# Your goal:
Reproduce the lines of the entries below between the line containing "Practice step: locate the white porch" and the line containing "point(552, 533)", inclusive, substituting "balcony railing" for "porch railing" and leaving everything else unchanged.

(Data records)
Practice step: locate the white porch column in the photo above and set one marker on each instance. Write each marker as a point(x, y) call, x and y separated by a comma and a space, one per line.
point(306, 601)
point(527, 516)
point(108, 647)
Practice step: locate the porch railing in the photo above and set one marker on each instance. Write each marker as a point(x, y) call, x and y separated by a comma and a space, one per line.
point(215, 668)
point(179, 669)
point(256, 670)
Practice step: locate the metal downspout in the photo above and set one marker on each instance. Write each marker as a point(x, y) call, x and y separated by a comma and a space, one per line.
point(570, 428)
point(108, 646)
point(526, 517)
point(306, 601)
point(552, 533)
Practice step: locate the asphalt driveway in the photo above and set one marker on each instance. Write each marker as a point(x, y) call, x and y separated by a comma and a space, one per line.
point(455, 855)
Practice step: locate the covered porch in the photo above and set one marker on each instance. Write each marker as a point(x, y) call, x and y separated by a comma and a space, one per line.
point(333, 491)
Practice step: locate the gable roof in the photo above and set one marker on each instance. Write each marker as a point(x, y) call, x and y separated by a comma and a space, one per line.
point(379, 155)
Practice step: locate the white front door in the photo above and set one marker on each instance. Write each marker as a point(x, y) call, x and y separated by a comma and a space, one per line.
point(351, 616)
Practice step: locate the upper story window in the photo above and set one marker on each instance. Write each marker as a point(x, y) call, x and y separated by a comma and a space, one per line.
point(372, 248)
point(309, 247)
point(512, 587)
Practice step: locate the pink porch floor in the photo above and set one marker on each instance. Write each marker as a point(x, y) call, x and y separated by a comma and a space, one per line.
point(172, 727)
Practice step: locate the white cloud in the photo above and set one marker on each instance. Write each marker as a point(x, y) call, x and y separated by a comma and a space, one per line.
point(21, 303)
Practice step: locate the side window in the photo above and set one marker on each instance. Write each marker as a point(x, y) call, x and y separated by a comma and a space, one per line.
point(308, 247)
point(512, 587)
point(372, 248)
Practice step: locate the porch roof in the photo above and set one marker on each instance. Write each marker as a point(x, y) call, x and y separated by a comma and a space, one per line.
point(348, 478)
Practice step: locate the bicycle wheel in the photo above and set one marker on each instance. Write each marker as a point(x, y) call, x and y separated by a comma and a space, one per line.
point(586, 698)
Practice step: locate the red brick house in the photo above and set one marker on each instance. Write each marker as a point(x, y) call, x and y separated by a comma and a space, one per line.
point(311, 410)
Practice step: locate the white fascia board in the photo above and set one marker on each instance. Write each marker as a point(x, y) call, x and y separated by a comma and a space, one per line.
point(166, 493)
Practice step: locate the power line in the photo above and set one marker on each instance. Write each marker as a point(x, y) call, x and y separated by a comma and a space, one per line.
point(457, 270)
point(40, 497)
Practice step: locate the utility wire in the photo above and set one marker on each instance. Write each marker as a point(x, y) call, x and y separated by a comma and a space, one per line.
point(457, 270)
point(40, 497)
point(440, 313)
--
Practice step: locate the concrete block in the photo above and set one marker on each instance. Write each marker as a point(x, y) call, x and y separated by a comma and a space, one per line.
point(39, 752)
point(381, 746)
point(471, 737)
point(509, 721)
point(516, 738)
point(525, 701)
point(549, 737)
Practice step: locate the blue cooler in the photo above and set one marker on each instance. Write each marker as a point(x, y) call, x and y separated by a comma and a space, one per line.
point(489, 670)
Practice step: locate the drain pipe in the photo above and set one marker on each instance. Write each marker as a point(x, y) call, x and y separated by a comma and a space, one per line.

# Task result:
Practice step: locate the white porch column in the photo above and set one marker on each instance. Write each marker as a point(x, y) call, x and y separated by a comma and a space, one per line.
point(306, 601)
point(527, 516)
point(108, 647)
Practice step: locate the balcony railing in the photo above and set one marker on each instance. Write each marker as a point(x, y) call, x and y separated by a comma and a space, one per line.
point(215, 668)
point(179, 669)
point(256, 670)
Practice step: locate the metal downspout in the photo above and set one marker on each instance. Write each marker as a point(x, y) call, x and y separated by a comma and a space, one per line.
point(570, 428)
point(108, 646)
point(526, 517)
point(306, 601)
point(552, 533)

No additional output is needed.